━━━ Excerpt to read ━━━
First, it historicizes the political culture at City College showing it to be an important incubator and index of the changing political imaginaries of the long civil rights movement by analyzing the shifting and evolving publics on the college’s campus, tracing the rise and fall of different political imaginaries. Significantly, the shifting political imaginaries across time at City College sustained different kinds of ethical claims. For instance, in the period from the 1930 to 1950, Jewish and black City College students tended to recognize each other as suffering from parallel forms of systemic racism within U.S. society. Understanding each other to be similarly excluded from a social system that benefitted a largely white-Anglo-Saxon-Protestant elite, enabled Jewish and black City College students to position themselves and each other as the normative subjects of American democracy. However, in the 1960’s, political imaginaries at City College had come to be anchored in more individualistic idioms, and ethical claims tended to be made within individualistic terms. Within such a context, when the BPRSC revived radically democratic idioms of political claims making, they tended to be understood by many whites as pathologically illiberal.
━━━
Task objective
According to the passage on City College, how did Jewish and black students there tend to see each other from 1930 to 1950? The lines below have no connection to the passage on City College.
━━━ Data extract ━━━
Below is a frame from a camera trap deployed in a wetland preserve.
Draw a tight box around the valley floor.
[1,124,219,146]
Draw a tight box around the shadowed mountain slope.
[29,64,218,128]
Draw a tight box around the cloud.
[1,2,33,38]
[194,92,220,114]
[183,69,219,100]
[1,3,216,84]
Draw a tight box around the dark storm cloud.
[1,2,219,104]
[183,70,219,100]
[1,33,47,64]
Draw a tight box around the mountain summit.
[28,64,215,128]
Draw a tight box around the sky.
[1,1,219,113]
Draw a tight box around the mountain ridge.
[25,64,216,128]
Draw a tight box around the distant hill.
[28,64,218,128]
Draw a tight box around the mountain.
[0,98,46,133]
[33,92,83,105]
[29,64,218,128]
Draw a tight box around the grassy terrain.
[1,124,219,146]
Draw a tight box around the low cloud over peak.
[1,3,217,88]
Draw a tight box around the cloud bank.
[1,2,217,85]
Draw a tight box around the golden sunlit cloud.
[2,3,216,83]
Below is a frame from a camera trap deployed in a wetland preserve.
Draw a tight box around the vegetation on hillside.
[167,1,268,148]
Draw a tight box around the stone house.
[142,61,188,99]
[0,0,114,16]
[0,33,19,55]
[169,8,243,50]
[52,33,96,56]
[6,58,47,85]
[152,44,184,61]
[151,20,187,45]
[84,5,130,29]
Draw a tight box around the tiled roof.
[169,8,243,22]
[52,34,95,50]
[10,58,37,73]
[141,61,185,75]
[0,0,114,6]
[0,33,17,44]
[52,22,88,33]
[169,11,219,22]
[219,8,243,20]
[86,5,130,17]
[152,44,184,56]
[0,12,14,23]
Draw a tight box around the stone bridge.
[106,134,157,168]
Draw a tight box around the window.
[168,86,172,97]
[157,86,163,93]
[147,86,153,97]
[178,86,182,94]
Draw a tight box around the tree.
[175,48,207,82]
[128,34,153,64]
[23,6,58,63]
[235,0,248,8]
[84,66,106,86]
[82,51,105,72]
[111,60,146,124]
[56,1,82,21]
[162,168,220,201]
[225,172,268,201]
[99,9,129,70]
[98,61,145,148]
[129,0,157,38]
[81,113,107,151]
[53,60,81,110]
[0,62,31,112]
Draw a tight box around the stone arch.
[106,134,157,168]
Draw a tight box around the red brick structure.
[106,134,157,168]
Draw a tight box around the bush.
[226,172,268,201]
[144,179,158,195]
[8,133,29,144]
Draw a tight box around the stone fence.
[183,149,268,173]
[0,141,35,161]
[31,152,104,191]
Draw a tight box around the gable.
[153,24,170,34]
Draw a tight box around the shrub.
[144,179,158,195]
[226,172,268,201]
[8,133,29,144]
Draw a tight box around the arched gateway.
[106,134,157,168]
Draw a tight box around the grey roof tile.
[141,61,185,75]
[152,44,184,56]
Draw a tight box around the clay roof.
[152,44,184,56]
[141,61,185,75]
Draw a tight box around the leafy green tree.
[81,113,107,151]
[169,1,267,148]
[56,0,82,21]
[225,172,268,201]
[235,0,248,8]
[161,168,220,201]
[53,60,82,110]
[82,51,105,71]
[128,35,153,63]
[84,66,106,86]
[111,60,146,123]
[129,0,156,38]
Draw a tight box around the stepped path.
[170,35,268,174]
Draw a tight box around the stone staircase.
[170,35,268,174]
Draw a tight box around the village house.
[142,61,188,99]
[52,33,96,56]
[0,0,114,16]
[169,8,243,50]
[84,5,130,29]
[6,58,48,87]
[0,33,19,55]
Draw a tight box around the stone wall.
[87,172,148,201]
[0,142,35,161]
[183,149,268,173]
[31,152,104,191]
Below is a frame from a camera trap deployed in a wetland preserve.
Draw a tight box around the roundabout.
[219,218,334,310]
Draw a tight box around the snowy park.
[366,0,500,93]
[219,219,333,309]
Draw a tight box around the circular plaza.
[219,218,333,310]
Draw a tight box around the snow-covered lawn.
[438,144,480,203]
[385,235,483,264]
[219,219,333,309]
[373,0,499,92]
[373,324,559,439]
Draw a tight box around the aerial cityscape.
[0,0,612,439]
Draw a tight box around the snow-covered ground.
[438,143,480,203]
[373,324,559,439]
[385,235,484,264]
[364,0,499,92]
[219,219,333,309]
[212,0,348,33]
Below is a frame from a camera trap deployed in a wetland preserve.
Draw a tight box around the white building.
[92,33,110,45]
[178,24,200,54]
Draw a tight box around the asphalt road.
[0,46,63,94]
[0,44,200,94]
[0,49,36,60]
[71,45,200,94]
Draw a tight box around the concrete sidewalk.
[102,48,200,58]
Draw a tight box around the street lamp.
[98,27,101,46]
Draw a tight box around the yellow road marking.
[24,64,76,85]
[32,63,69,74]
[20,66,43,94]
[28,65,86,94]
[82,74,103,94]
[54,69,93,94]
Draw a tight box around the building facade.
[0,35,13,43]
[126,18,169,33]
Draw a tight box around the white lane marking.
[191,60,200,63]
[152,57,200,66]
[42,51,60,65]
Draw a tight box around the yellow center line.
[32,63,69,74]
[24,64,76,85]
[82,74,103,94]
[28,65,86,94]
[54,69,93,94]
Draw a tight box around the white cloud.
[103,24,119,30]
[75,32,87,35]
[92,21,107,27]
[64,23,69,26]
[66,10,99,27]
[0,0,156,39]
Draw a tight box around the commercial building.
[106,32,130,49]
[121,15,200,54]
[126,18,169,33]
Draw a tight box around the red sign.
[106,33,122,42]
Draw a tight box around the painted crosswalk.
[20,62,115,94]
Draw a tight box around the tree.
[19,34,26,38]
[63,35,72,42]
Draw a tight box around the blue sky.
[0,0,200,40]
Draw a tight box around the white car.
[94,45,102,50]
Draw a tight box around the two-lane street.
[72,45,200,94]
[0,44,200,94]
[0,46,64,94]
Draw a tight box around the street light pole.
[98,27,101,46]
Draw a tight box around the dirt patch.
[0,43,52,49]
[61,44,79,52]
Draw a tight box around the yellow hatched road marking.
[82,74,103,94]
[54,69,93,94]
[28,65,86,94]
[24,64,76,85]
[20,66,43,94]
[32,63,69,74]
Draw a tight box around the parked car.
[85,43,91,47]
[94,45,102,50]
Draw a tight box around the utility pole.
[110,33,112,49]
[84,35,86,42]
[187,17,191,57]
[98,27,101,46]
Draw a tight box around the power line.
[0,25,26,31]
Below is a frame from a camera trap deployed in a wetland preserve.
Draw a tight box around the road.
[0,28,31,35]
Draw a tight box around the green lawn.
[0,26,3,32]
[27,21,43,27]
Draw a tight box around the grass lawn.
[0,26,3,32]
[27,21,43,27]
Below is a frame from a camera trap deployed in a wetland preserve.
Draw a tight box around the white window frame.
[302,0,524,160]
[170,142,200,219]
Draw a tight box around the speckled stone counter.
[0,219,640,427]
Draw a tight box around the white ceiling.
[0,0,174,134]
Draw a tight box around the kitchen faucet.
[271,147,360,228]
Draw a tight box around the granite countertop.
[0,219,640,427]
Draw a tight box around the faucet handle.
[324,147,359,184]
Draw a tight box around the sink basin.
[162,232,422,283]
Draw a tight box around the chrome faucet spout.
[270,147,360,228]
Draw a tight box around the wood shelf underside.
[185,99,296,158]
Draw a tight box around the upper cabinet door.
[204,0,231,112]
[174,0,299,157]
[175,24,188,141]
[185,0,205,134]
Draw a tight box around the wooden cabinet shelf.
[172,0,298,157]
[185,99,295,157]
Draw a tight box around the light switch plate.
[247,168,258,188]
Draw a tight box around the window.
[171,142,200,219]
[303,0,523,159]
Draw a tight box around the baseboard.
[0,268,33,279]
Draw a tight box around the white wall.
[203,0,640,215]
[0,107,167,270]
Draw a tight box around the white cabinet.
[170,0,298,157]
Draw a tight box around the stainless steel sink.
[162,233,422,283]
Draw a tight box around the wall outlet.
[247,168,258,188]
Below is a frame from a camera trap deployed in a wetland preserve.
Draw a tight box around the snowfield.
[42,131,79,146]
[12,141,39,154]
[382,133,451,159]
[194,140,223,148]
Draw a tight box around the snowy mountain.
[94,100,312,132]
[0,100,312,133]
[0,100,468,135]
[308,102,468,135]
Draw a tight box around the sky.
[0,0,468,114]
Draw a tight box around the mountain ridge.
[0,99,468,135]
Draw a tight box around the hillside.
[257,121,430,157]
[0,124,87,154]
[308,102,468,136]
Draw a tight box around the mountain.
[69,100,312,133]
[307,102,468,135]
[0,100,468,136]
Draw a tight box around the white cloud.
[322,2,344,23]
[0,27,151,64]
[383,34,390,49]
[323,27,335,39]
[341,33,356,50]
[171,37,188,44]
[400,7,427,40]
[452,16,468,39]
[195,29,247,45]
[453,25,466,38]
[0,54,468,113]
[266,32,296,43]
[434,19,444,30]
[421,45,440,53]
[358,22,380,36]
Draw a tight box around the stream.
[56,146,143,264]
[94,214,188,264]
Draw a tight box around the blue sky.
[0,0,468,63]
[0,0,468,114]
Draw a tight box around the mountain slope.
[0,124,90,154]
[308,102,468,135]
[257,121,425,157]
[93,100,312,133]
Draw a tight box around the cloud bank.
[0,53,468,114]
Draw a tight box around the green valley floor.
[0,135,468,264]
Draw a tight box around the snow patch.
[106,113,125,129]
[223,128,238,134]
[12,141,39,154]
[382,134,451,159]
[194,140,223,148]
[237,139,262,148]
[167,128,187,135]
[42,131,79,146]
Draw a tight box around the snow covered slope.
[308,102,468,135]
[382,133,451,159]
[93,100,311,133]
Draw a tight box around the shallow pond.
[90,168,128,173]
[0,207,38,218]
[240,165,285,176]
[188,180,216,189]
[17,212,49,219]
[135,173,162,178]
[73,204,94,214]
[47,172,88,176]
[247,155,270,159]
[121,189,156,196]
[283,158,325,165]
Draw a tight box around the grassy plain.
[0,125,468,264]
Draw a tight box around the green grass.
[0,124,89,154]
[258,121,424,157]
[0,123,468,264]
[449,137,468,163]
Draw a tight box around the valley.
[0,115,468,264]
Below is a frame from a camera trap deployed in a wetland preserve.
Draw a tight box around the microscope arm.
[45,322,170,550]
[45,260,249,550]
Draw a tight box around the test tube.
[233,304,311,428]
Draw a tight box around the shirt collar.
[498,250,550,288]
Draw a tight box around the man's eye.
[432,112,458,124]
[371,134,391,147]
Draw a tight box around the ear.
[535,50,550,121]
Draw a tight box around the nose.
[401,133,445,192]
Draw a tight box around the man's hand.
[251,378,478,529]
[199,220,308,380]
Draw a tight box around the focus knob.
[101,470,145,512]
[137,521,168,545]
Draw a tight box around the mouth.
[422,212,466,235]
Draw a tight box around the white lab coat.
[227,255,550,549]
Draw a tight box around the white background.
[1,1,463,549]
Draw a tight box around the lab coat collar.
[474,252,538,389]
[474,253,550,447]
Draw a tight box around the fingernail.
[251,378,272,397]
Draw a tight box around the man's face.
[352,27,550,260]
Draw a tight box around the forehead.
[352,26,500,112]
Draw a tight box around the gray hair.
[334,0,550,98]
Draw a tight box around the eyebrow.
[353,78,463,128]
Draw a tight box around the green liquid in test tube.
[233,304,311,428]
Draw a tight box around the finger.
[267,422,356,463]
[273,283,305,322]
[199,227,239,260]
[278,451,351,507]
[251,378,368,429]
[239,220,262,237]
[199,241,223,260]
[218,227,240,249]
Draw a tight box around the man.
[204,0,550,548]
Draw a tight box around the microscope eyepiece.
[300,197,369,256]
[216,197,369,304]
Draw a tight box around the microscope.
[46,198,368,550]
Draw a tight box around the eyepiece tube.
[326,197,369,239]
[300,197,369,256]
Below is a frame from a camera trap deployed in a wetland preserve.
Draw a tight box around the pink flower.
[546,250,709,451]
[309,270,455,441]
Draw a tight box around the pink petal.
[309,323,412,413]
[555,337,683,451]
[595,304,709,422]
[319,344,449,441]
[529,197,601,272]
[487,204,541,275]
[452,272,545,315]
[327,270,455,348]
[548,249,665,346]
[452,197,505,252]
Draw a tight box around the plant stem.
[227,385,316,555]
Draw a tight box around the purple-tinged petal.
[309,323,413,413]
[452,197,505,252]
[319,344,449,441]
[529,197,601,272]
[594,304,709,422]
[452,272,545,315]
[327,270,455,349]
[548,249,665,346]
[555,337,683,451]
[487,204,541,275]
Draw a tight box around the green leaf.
━━━
Result of the task
They saw each other as suffering from parallel forms of systemic racism within U.S. society.